## INSTRUCTIONS FOR THE TASK
Copies of all lines containing the string "roof" are needed from the data below.

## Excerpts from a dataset
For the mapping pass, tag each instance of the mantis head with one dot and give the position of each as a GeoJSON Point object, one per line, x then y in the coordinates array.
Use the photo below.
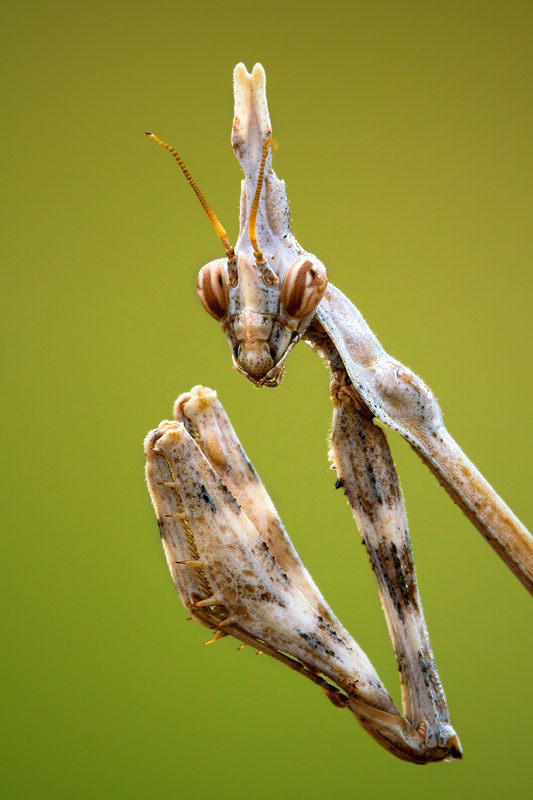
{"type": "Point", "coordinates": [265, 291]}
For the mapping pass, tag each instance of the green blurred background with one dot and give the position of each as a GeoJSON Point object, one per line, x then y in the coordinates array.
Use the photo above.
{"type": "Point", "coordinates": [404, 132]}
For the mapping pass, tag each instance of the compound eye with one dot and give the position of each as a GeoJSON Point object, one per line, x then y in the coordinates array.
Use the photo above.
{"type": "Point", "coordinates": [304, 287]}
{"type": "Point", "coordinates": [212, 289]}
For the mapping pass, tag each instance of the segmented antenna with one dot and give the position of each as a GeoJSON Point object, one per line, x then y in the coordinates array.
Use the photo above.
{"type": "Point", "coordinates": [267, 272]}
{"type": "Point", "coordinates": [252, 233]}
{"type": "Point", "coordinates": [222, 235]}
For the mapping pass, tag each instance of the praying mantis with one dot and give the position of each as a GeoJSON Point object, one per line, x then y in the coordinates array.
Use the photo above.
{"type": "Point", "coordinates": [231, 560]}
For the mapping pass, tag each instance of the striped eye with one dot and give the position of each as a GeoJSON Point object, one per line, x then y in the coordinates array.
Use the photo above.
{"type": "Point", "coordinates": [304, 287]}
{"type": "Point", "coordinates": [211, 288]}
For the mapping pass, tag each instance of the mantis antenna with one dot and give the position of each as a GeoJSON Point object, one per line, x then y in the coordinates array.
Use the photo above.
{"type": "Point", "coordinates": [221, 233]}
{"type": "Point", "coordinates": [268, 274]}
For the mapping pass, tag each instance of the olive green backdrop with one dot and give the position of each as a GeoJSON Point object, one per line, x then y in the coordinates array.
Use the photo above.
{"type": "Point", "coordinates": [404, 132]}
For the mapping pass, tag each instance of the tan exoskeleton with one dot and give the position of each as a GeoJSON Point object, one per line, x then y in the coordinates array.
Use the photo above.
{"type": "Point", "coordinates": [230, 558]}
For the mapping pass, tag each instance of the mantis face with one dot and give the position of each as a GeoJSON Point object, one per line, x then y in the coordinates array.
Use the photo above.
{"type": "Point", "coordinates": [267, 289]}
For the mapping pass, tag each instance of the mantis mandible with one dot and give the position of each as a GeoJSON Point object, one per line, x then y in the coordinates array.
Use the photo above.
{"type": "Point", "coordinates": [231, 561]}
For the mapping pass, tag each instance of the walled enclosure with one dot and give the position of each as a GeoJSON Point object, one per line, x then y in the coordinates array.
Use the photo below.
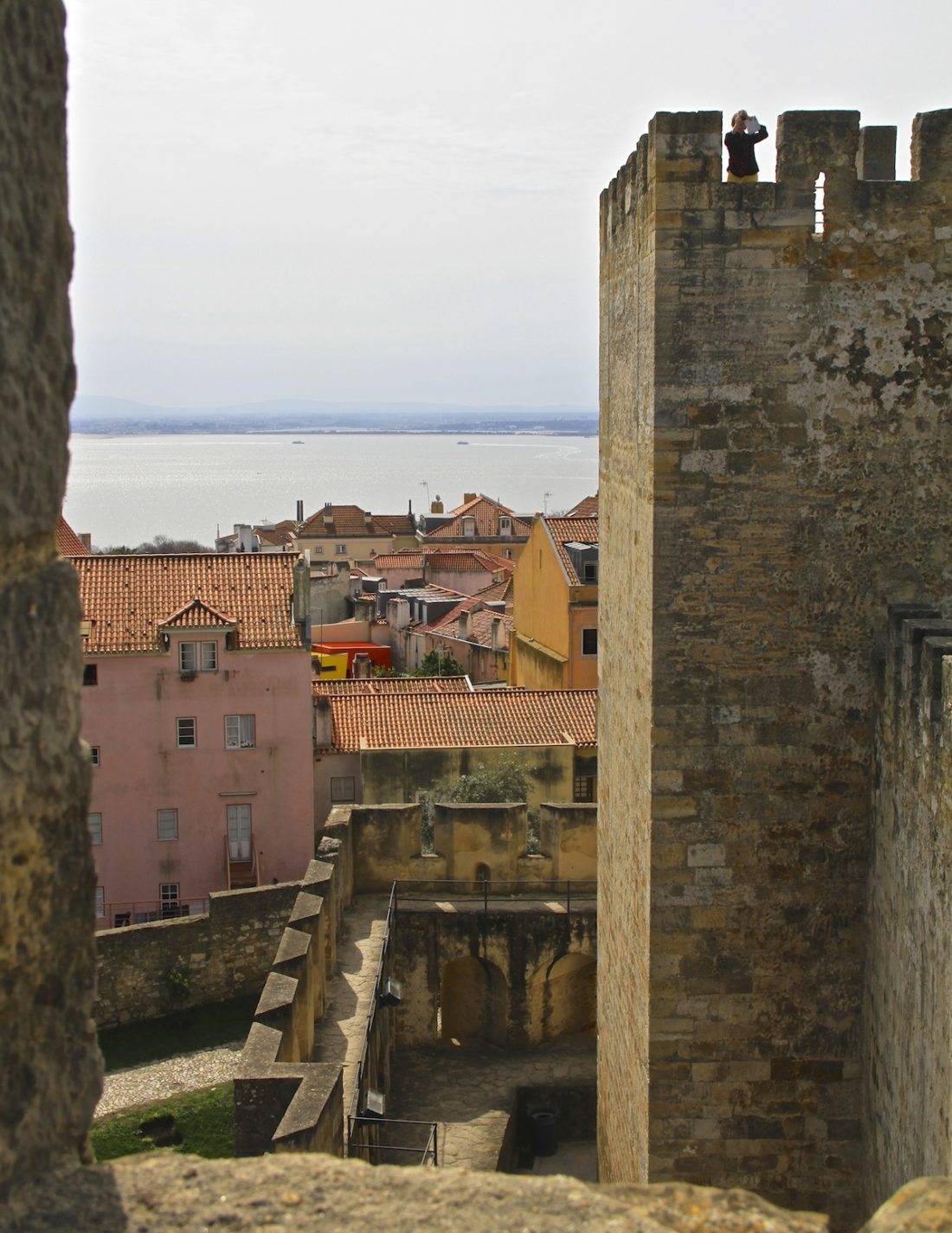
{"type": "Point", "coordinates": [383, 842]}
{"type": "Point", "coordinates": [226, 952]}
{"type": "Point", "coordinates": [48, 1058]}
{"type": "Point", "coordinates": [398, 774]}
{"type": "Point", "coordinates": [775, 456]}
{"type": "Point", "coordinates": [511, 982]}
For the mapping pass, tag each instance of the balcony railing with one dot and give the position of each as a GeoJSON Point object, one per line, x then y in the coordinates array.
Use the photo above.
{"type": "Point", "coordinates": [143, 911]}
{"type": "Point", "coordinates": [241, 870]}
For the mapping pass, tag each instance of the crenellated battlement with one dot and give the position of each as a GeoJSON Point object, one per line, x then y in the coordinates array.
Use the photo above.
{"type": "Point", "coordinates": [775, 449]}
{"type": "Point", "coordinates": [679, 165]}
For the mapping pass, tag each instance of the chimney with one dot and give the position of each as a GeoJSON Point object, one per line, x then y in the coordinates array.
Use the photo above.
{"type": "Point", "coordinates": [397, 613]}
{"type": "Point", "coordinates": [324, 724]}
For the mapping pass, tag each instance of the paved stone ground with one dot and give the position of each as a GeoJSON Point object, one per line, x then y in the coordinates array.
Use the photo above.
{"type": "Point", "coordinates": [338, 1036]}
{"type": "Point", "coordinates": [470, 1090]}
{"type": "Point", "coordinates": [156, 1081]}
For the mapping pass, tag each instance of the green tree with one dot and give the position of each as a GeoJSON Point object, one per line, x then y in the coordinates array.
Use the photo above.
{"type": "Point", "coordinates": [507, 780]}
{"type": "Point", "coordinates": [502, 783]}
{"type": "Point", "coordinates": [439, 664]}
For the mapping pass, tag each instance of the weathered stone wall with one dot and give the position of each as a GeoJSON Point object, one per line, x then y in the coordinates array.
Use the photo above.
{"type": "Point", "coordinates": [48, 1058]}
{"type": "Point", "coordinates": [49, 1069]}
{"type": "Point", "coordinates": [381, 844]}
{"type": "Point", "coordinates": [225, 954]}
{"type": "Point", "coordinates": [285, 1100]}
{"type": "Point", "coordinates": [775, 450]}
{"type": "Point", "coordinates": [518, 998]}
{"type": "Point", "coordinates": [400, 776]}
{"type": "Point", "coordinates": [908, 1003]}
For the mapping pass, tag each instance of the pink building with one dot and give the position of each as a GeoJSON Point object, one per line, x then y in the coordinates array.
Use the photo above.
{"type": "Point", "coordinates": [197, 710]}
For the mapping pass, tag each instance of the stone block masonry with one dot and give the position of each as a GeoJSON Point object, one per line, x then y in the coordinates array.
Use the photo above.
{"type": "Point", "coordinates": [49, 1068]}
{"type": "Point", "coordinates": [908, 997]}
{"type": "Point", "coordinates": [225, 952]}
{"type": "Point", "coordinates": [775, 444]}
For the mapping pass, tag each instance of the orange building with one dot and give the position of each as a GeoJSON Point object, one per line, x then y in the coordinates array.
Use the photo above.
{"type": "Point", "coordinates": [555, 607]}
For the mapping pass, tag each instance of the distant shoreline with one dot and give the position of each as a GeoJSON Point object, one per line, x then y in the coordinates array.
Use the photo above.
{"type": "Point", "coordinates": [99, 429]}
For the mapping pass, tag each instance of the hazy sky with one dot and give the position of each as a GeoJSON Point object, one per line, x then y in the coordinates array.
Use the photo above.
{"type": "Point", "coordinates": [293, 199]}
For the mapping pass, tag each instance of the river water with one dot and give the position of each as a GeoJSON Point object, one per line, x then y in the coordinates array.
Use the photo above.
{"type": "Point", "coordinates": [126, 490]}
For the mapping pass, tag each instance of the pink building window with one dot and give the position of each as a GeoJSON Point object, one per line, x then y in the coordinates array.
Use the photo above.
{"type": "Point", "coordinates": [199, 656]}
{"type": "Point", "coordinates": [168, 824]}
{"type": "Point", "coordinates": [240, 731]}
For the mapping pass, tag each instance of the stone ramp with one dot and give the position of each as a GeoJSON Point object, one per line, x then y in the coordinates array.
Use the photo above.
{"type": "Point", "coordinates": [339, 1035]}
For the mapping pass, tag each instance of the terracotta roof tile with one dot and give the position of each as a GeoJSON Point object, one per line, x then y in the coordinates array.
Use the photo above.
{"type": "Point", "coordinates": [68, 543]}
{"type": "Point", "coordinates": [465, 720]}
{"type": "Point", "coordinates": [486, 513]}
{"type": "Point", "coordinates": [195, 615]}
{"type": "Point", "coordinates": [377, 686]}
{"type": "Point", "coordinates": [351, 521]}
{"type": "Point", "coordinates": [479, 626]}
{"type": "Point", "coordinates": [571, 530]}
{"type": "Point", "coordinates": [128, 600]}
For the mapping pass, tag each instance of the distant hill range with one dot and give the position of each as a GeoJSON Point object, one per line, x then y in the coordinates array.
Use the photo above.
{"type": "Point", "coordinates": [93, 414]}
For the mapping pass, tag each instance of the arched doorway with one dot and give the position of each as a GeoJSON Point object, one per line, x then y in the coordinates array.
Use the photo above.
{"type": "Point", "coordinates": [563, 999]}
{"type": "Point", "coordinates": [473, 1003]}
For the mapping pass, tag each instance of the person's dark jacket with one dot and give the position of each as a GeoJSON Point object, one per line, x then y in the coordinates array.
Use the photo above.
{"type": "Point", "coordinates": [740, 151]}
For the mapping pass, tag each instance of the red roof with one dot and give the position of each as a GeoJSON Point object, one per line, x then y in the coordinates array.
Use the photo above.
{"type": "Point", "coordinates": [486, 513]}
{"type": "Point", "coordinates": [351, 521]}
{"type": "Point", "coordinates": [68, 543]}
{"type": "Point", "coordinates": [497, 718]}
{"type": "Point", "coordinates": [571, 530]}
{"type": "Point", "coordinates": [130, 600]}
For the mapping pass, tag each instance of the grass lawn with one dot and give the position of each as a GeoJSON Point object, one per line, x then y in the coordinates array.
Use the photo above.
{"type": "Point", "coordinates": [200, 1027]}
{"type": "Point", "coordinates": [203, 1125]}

* * *

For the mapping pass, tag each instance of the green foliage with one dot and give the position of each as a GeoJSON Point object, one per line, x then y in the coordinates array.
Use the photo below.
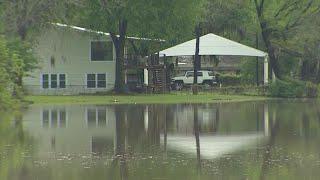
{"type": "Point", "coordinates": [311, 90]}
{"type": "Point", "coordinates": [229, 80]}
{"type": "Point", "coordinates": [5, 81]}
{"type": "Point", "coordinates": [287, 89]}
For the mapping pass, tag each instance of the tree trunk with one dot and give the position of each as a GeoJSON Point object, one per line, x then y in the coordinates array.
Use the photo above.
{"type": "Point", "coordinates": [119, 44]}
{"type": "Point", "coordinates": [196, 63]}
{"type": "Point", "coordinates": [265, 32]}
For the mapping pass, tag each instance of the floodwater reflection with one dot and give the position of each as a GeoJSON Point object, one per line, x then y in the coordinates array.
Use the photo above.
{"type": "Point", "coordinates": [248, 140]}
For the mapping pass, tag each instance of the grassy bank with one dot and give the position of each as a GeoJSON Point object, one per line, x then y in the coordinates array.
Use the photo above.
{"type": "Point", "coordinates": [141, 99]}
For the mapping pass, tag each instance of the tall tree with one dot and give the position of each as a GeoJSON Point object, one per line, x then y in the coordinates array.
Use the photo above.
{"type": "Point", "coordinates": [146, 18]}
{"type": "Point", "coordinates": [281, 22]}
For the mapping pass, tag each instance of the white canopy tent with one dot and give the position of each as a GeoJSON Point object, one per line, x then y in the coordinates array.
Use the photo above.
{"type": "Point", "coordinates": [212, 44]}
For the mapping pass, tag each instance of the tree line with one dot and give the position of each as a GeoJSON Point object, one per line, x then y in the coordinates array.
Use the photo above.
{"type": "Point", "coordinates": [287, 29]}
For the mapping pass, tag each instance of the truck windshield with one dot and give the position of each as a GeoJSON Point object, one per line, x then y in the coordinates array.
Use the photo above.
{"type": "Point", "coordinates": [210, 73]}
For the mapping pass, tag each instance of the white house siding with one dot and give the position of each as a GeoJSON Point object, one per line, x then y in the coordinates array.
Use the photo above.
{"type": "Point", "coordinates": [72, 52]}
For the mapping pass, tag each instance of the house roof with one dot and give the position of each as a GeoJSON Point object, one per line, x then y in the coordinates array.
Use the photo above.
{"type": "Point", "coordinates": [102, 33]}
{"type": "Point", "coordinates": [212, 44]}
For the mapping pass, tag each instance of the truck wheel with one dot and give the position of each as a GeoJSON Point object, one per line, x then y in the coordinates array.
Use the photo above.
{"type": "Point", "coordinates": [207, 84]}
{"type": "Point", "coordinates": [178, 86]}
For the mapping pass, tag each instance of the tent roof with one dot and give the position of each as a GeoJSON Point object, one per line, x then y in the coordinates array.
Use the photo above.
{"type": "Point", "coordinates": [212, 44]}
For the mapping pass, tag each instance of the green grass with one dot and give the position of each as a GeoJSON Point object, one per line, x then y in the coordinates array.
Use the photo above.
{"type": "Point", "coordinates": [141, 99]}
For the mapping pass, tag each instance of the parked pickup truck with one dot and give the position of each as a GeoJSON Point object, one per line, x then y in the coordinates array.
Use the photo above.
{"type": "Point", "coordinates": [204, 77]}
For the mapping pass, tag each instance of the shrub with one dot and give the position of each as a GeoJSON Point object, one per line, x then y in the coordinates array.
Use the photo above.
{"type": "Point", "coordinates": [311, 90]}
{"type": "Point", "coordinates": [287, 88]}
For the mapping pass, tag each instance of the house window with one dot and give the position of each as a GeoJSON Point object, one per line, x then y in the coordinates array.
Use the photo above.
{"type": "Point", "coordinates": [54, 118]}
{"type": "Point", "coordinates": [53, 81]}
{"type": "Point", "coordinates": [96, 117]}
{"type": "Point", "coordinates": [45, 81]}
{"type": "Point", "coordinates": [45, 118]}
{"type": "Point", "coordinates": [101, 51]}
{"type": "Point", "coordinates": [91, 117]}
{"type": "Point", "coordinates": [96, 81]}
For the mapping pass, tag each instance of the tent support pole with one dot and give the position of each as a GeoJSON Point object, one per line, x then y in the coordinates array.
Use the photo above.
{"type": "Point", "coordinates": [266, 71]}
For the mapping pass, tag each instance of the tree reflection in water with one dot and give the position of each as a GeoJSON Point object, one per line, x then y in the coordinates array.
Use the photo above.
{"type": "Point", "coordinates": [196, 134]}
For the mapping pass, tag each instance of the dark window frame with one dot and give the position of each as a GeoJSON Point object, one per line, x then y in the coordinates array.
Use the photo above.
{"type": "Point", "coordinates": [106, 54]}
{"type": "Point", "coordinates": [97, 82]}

## SOLVED PROBLEM
For the mapping pass, tag each instance of the terracotta roof tile with one dot and give the position of each as a GeoJSON Point object, one per line, x then y in the coordinates array.
For the mapping pass, tag each instance of the red roof with one dot and give the position of each as a GeoJSON Point object, one per line, x then y in the coordinates array.
For the mapping pass, tag each instance of the house roof with one dot and give the position of each as a GeoJSON Point object, one per line, x then y in the coordinates array.
For the mapping pass, tag each instance of the tent roof with one dot and give the position of each as a GeoJSON Point object, one per line, x then y in the coordinates array.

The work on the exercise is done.